INVESTMENT OF CONTRIBUTIONS

 

6.01   Participant Direction of Accounts .  The Administrative Committee is authorized and directed to maintain a program, to be administered in a uniform and non-discriminatory manner, whereby a Participant or, in the event of a Participant’s death, a Beneficiary may direct the investment of the Participant’s Account.  By virtue of such Participant directed investments, the Plan is intended to constitute a plan described in section 404(c) of ERISA and the final regulations issued thereunder.  As such, to the extent permitted by law, the Trustee, the Administrative Committee, the Investment Committee, the  Company, any Participating Employer, or any of its directors, officers, employees or agents shall be relieved of liability for any losses which are the direct and necessary result of investment instructions given by a Participant (or Beneficiary).  A Participant (or Beneficiary) shall not be deemed to be a plan fiduciary, however, by reason of the exercise of control over the investment of his Account

 

Participant (or Beneficiary) investment direction over Accounts shall be subject to such rules and regulations as to the timing and frequency of investment changes, transfers between Funds, limitations, allocations of expenses and other aspects of Plan administration as the Administrative Committee may from time to time establish in writing.

 

The Investment Committee may change the types of Funds offered, and may add or delete any particular Fund (including a self-directed brokerage window investment option).  The decision to invest in any particular Fund (including a self-directed brokerage window investment option) offered under the Plan, however, is the sole responsibility of each Participant (or Beneficiary, as the case may be).  The Trustee, the Administrative Committee, the Investment Committee, the  Company, any Participating Employer, or any of its directors, officers, employees or agents are not empowered to advise a Participant (or Beneficiary) as to the manner in which his Account shall be invested.  The fact that a security is available to Participants (or Beneficiaries) for investment under the Plan shall not be construed as a recommendation for the purchase of that security, nor shall the designation of any option impose any liability on the Company, any Participating Employer, its directors, officers, employees or agents, the Trustee, the  Investment Committee or the Administrative Committee.

 

6.02   Investments in Company Stock .  Notwithstanding Section 6.01, above, the Investment Committee shall maintain as a Fund the Olin Common Stock Fund. Participants (or Beneficiaries) may, but are not required to, invest some portion or all of their Tax Deferred Contributions, Taxed Contributions and Company Contributions in such Olin Common Stock Fund.

• DATASET SECTION:

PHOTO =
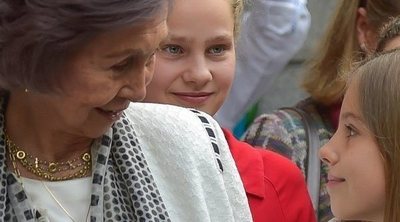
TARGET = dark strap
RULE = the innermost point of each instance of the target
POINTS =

• WHAT THE EXERCISE ASKS:
Reproduce the investment provisions above word for word, from "Participant (or Beneficiary) investment" to "establish in writing.".

• TASK SOLUTION:
Participant (or Beneficiary) investment direction over Accounts shall be subject to such rules and regulations as to the timing and frequency of investment changes, transfers between Funds, limitations, allocations of expenses and other aspects of Plan administration as the Administrative Committee may from time to time establish in writing.